• _УСЛОВИЕ ЗАДАЧИ_
Перепиши строки от той, где стоит "form: point(307, 494).", до той, где стоит "point(293, 371)", включительно, поменяв "blue" на "red". Всё остальное оставь без изменений.

• _ДАННЫЕ ДЛЯ ОБРАБОТКИ_
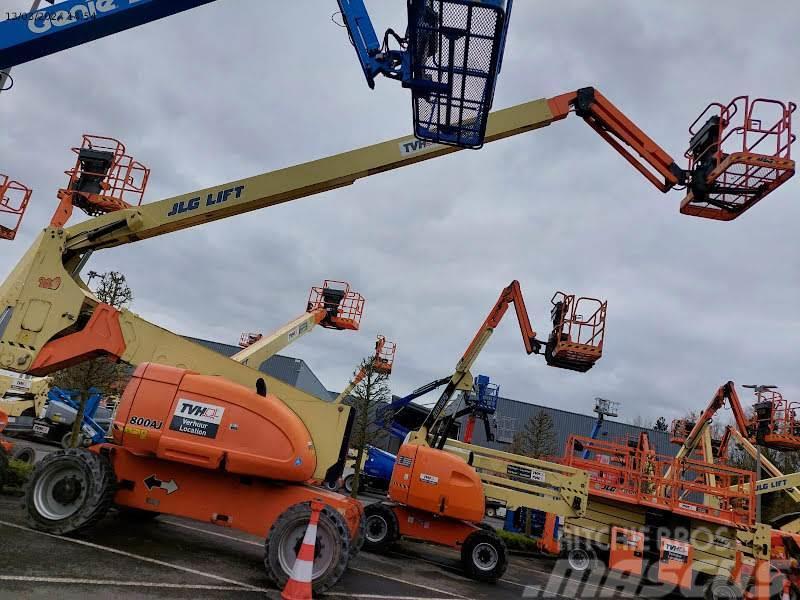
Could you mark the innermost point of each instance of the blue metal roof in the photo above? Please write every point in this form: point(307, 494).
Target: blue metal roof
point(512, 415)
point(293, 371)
* * *
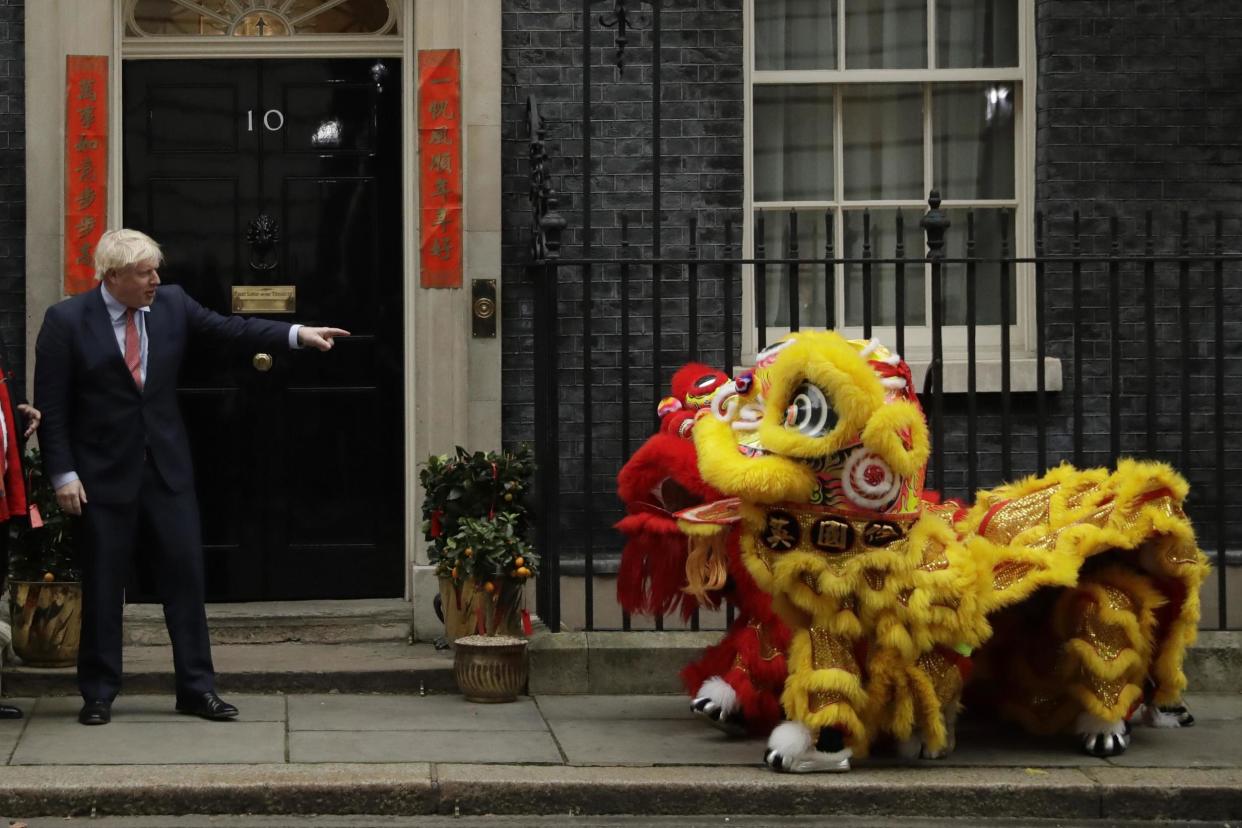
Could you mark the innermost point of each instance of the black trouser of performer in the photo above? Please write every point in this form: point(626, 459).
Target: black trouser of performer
---
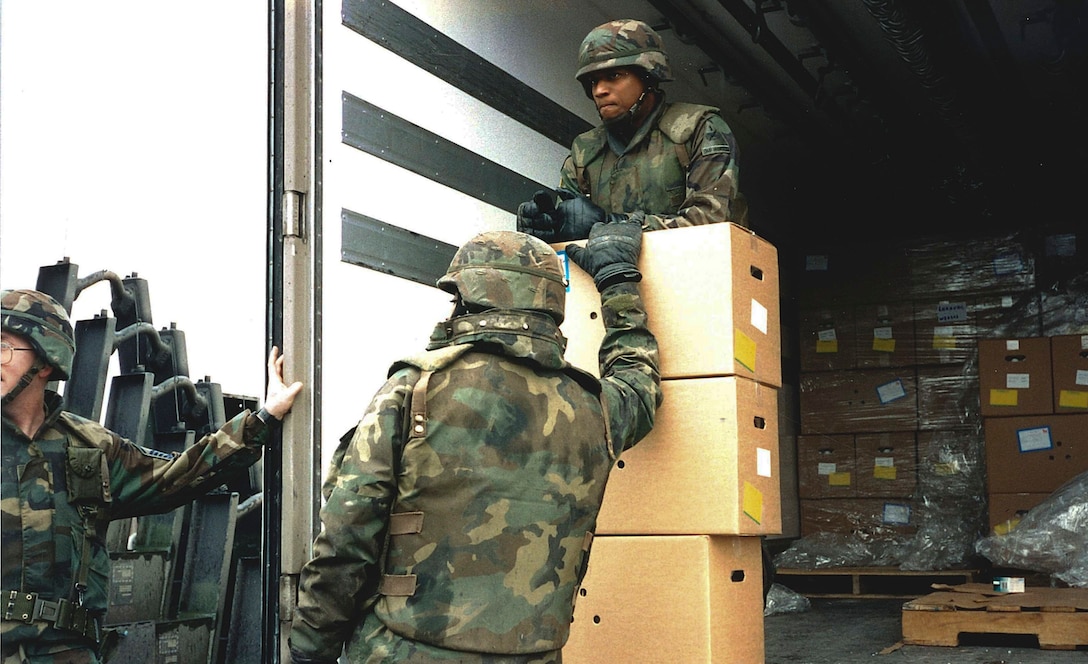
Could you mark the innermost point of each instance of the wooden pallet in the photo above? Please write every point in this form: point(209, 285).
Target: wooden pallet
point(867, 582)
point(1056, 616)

• _ОТВЕТ НА ЗАДАНИЕ_
Could you mark the innermost point of each instance of the red metal roof in the photo above? Please write every point in this form: point(307, 494).
Target: red metal roof
point(512, 415)
point(293, 371)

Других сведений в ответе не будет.